- Written request
Extract each line of the rows below that contains the word "plant". Count a line only when its letters match in case.

- Stored data
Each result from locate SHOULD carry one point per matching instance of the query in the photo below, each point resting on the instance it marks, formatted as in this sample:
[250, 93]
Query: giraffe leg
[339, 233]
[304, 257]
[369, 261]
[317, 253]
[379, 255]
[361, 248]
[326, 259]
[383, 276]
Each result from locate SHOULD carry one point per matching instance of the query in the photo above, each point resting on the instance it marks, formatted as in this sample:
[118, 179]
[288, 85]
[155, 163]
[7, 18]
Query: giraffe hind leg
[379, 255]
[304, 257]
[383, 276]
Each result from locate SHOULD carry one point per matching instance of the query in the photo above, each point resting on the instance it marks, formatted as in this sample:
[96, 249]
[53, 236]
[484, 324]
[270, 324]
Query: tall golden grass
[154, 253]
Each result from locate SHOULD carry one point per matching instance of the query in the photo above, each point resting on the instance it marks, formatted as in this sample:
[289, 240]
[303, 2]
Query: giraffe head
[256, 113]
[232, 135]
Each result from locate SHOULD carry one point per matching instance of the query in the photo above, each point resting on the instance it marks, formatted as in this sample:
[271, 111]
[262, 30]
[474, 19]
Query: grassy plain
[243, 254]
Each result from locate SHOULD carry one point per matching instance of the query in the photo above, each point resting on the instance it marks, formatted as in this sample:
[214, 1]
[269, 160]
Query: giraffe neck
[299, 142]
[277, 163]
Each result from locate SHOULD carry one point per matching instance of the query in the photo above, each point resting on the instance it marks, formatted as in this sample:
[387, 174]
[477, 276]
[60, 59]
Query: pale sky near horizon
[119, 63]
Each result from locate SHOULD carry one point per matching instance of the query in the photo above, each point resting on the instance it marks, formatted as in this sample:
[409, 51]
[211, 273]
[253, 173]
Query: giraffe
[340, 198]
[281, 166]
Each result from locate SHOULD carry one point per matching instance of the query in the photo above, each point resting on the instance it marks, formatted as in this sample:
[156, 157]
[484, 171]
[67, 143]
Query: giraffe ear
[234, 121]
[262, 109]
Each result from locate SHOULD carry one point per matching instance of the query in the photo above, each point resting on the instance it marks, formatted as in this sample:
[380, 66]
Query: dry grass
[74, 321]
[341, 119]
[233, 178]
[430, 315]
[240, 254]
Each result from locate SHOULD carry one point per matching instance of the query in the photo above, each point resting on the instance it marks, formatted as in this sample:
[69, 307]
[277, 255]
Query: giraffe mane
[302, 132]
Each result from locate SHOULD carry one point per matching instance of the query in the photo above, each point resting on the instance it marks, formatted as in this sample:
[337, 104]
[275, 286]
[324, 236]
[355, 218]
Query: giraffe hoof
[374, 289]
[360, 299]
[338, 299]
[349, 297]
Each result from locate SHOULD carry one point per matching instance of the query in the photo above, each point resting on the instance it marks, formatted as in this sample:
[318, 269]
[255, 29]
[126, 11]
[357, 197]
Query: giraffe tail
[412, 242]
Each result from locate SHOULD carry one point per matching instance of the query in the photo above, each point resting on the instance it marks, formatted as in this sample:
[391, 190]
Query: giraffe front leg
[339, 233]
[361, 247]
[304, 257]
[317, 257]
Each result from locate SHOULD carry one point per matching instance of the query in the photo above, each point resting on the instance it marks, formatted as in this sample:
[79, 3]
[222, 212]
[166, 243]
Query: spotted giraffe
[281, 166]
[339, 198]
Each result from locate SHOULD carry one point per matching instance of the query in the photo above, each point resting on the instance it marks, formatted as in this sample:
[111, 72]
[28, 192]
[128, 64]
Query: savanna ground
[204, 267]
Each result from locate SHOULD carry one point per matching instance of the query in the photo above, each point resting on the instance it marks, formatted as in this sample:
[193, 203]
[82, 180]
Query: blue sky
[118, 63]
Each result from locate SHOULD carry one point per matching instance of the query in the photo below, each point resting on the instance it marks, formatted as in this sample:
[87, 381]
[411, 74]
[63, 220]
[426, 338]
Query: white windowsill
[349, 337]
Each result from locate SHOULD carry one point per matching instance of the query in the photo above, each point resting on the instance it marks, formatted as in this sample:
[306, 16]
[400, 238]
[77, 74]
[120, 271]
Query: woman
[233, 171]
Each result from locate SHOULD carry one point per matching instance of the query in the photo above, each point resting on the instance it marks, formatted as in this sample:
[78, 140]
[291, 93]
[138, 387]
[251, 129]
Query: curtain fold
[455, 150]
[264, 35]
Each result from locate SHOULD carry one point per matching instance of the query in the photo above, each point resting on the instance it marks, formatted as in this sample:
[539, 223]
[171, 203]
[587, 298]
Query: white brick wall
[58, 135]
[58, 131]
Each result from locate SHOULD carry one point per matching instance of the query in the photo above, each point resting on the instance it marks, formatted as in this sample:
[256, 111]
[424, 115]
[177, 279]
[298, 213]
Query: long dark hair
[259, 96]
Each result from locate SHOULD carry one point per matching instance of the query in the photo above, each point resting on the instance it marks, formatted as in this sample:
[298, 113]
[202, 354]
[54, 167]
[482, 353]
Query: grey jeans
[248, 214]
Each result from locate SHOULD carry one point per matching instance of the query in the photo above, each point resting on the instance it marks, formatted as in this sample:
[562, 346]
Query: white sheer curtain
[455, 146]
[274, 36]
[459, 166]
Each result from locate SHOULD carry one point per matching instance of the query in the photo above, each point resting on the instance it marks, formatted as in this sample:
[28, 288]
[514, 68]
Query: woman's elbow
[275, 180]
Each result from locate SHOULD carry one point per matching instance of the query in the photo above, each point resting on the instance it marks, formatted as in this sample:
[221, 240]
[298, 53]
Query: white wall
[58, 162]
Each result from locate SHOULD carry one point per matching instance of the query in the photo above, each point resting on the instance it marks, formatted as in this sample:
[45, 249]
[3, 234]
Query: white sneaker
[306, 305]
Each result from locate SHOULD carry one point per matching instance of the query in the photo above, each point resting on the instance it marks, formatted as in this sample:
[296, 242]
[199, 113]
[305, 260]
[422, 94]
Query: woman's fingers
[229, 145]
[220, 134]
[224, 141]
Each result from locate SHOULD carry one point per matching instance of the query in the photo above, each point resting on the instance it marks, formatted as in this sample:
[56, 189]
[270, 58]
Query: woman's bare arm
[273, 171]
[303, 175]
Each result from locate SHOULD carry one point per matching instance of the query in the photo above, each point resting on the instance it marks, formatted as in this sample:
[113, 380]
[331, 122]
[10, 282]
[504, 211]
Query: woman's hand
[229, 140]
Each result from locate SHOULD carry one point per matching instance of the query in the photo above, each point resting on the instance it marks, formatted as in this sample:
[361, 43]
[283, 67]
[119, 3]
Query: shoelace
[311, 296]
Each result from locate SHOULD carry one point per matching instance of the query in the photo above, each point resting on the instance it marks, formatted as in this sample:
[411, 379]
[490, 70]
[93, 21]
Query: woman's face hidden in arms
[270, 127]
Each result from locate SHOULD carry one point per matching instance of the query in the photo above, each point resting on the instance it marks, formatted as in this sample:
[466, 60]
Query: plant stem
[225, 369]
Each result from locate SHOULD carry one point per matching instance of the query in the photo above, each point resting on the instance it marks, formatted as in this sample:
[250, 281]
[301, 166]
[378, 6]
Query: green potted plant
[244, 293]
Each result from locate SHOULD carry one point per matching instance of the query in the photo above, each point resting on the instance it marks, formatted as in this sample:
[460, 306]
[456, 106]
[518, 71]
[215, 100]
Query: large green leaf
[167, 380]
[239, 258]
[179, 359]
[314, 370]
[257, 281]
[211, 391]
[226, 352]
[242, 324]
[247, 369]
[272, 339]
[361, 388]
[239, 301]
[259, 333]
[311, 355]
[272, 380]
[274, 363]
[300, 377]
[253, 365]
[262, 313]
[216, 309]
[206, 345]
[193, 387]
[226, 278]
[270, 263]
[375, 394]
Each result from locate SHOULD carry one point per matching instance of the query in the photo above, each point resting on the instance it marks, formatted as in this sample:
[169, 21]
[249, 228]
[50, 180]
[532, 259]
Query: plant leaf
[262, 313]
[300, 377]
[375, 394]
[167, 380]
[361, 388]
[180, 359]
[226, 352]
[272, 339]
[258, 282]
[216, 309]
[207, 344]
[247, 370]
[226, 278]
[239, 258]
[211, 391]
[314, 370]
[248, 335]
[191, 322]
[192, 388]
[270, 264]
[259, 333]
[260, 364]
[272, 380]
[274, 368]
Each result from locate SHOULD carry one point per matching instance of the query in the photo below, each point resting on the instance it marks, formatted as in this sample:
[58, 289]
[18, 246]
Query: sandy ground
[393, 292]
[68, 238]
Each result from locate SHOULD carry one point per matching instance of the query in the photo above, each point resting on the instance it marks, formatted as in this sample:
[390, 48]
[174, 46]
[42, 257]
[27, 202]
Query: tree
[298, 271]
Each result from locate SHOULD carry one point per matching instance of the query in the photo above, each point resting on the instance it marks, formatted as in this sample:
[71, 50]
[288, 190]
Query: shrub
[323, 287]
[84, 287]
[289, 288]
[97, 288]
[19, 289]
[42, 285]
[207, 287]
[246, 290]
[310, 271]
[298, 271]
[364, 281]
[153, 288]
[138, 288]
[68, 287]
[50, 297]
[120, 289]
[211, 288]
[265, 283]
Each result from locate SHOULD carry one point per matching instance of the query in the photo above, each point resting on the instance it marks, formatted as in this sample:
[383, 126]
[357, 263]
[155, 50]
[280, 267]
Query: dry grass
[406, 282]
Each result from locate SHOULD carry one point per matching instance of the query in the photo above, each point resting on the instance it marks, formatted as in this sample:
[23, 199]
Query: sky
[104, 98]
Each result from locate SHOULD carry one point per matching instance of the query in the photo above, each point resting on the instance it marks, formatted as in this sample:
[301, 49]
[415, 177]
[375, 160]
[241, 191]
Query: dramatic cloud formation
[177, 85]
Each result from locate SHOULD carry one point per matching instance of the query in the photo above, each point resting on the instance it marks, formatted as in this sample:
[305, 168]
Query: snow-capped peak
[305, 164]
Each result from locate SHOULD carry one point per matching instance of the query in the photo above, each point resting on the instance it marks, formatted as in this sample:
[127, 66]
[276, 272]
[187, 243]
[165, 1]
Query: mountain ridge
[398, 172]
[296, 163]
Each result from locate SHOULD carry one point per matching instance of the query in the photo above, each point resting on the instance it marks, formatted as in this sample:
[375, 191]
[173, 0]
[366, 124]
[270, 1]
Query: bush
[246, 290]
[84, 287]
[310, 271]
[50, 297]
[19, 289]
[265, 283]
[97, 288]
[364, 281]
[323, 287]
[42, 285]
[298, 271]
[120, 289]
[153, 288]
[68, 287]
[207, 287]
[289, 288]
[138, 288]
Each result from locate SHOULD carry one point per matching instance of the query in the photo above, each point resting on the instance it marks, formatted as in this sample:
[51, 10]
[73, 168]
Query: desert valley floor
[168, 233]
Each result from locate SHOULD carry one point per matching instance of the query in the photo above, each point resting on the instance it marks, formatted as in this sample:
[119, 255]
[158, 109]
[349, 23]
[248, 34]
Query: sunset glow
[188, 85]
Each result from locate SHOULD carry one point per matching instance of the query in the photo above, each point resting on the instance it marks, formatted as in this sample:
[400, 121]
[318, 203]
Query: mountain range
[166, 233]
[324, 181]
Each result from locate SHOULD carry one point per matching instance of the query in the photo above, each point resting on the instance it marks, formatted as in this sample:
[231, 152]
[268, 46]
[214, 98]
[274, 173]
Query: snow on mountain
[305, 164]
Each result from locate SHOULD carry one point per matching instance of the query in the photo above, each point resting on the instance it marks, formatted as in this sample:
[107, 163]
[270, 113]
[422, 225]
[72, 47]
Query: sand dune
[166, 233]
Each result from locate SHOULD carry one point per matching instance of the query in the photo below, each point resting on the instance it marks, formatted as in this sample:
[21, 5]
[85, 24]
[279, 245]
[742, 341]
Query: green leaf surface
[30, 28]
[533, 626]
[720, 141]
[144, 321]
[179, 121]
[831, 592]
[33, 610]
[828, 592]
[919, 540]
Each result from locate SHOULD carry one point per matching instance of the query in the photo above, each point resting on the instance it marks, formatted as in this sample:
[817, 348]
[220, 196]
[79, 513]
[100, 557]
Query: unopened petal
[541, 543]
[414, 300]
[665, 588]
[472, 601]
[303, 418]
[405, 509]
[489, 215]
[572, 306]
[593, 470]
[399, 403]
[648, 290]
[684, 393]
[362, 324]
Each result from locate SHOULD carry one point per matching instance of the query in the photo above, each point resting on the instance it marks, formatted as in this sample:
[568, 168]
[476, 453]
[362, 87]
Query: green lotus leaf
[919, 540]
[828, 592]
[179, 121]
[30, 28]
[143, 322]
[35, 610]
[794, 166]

- Response to this task
Query: plant stem
Query: green potted plant
Query: plant leaf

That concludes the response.